▶ _Document section_:
Begin
The package is available from [pypi](https://pypi.org/project/rolch/) - do `pip install rolch` and enjoy.

`ROLCH` is designed to have minimal dependencies. We rely on `python>=3.10`, `numpy`, `numba` and `scipy` in a reasonably up-to-date versions.


## Authors

- Simon Hirsch, University of Duisburg-Essen & Statkraft
- Jonathan Berrisch, University of Duisburg-Essen
- Florian Ziel, University of Duisburg-Essen

## Acknowledgements & Disclosure

Simon is employed at Statkraft and gratefully acknowledges support received from Statkraft for his PhD studies. This work contains the author's opinion and not necessarily reflects Statkraft's position.

## Contributing 

We welcome every contribution from the community. Feel free to open an issue if you find bugs or want to propose changes. 

We're still in an early phase and welcome feedback, especially on the usability and "look and feel" of the package. Secondly, we're working to port distributions from the `R`-GAMLSS package and welcome according PRs.

To get started, just create a fork and get going. We will modularize the code over the next versions and increase our testing coverage. We use `ruff` and `black` as formatters.

## Install from source:

1) Clone this repo.
2) Install the necessary dependencies from the `requirements.txt` using `conda create --name <env> --file requirements.txt`. 
3) Run `python3 -m build` to build the wheel.
4) Run `pip install dist/rolch-0.1.0-py3-none-any.whl` with the accurate version. If necessary, append `--force-reinstall`
5) Enjoy.O
End
▶ _Information provided_:
Begin
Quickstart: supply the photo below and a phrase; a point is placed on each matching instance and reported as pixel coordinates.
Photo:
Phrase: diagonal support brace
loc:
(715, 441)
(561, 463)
End
Begin
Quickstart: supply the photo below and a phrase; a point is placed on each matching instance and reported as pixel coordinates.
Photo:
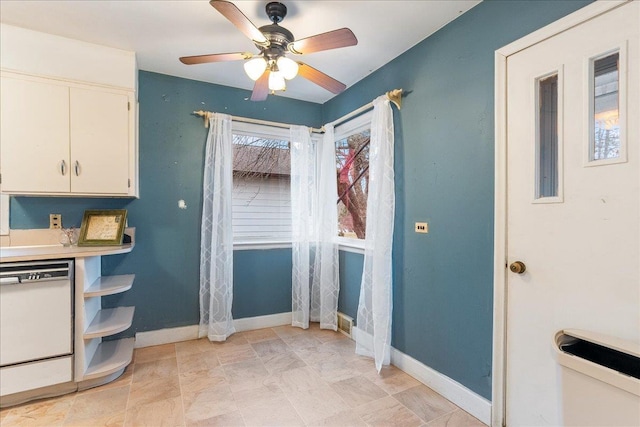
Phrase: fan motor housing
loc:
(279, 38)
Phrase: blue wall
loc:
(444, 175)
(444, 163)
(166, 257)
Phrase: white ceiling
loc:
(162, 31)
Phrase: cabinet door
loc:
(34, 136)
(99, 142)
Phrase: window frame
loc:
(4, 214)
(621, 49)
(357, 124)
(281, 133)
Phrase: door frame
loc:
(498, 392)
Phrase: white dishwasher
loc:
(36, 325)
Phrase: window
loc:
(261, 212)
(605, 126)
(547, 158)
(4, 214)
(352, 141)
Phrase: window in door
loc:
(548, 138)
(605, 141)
End
▶ _Exercises_:
1. Which formatters does the ROLCH text say the project uses?
2. Please print the ROLCH text from "To get started, just" up to and including "Clone this repo.".
The listing isn't needed here.

▶ _Solutions in order_:
1. `ruff` and `black`.

2.
To get started, just create a fork and get going. We will modularize the code over the next versions and increase our testing coverage. We use `ruff` and `black` as formatters.

## Install from source:

1) Clone this repo.